| Extrait choisi |

━━━━━━━━━━━━━━━━

Le PSU y croit mais il ne parvient pas à élargir le cercle électoral de son audience. L’échec aux législatives de 1973 est lourd de conséquences, d’autant que le PC et le PS semblent bénéficier de l’effet « programme commun ». Survient alors la mort du président Pompidou en avril 1974, qui précipite le rapprochement de Rocard avec le PS, déjà amorcé depuis l’année précédente semble-t-il. 

Le PSU est traversé par un clivage fort : soutenir Mitterrand dès le premier tour de la présidentielle ou bien présenter Charles Piaget, animateur de la lutte des Lip, à qui Edmond Maire, secrétaire général de la CFDT, s’oppose vigoureusement. Rocard l’emporte, le PSU appelle à voter Mitterrand. Rocard tente d’entraîner le PSU au PS : ce sera l’affaire des « Assises du socialisme » à l’automne 1974, menée entre le PS, la branche rocardienne du PSU et l’état-major de la CFDT. Opération politique réussie pour Mitterrand qui veut « Rocard tout nu ».

━━━━━━━━━━━━━━━━

| Tâches à faire |
(a) Dans l'extrait sur le PSU, quel événement survenu en avril 1974 précipite le rapprochement de Rocard avec le PS ?
(b) D'après l'extrait sur le PSU, pourquoi l'échec aux législatives de 1973 est-il lourd de conséquences ? Répondez en une à trois phrases.
(c) Recopiez l'extrait sur le PSU en partant des mots « Le PSU y croit » et en vous arrêtant après « l’année précédente semble-t-il. ».
Le listing n'a aucun rapport avec l'extrait sur le PSU.

| Lignes enregistrées |
━━━━━━━━━━━━━━━━

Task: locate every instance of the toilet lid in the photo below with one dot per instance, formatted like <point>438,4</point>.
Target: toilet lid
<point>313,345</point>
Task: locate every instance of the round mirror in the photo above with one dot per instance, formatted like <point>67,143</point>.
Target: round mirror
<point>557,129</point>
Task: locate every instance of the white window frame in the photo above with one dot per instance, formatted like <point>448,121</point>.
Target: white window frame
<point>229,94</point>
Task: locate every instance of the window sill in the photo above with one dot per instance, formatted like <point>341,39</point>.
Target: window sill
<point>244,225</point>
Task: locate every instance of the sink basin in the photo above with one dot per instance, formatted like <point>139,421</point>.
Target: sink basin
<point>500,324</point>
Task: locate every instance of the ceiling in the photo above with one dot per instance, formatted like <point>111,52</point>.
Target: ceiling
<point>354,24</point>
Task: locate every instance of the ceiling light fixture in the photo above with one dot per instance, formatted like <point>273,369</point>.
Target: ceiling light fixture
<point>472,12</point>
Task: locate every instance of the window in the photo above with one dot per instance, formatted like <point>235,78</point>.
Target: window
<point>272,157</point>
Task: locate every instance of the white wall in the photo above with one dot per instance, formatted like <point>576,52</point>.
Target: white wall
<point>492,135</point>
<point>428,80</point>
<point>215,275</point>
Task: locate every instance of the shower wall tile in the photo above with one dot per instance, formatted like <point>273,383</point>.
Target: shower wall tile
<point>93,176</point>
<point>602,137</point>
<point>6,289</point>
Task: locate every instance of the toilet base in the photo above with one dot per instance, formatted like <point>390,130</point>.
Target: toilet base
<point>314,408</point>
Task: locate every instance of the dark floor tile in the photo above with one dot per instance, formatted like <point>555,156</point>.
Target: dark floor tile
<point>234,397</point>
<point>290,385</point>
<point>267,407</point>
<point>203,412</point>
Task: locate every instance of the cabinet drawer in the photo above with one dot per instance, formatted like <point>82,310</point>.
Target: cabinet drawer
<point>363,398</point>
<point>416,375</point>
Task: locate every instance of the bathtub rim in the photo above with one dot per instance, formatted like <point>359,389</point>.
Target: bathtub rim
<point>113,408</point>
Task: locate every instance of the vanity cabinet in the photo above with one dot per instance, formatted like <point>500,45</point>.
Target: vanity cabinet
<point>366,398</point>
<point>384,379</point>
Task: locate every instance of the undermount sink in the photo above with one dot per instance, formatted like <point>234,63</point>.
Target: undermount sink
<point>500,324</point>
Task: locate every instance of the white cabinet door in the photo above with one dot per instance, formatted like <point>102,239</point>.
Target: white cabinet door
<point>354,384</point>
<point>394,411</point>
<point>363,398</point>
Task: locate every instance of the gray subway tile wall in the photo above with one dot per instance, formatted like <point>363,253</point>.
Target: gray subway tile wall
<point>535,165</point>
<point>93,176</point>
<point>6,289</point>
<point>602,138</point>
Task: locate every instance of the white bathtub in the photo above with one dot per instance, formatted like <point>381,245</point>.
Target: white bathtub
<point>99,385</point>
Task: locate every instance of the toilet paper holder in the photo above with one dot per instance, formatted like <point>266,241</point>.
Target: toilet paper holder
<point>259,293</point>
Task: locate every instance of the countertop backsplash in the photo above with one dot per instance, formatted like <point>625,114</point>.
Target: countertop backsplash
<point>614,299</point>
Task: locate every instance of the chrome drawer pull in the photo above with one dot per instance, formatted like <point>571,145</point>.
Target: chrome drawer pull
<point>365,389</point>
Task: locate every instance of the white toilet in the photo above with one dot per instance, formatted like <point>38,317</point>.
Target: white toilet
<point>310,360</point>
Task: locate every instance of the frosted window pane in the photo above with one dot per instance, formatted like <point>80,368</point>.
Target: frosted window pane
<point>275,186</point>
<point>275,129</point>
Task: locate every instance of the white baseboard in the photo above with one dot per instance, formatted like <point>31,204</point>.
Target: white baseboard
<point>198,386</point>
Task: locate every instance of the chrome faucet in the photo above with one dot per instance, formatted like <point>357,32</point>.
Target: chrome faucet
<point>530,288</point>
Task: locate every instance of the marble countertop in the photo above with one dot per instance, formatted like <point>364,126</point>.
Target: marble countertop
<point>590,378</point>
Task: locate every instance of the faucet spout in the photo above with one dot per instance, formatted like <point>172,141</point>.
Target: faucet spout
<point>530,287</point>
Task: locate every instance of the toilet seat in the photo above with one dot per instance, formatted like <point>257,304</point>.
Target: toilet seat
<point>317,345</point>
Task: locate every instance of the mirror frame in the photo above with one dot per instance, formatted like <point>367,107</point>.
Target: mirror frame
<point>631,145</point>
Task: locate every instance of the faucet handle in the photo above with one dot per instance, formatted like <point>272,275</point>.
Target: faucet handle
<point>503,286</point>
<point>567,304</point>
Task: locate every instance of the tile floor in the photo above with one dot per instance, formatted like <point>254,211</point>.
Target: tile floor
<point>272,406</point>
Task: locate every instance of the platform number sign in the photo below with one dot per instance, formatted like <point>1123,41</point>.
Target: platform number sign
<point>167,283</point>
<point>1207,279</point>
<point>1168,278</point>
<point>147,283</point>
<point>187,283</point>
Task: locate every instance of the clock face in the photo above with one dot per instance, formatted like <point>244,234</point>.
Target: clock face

━━━━━━━━━━━━━━━━

| Résultats des tâches |
(a) La mort du président Pompidou.

(b) L'échec aux législatives de 1973 pèse d'autant plus lourd que le PC et le PS semblent bénéficier de l'effet « programme commun ». Le PSU, lui, ne parvient pas à élargir le cercle électoral de son audience.

(c)
Le PSU y croit mais il ne parvient pas à élargir le cercle électoral de son audience. L’échec aux législatives de 1973 est lourd de conséquences, d’autant que le PC et le PS semblent bénéficier de l’effet « programme commun ». Survient alors la mort du président Pompidou en avril 1974, qui précipite le rapprochement de Rocard avec le PS, déjà amorcé depuis l’année précédente semble-t-il.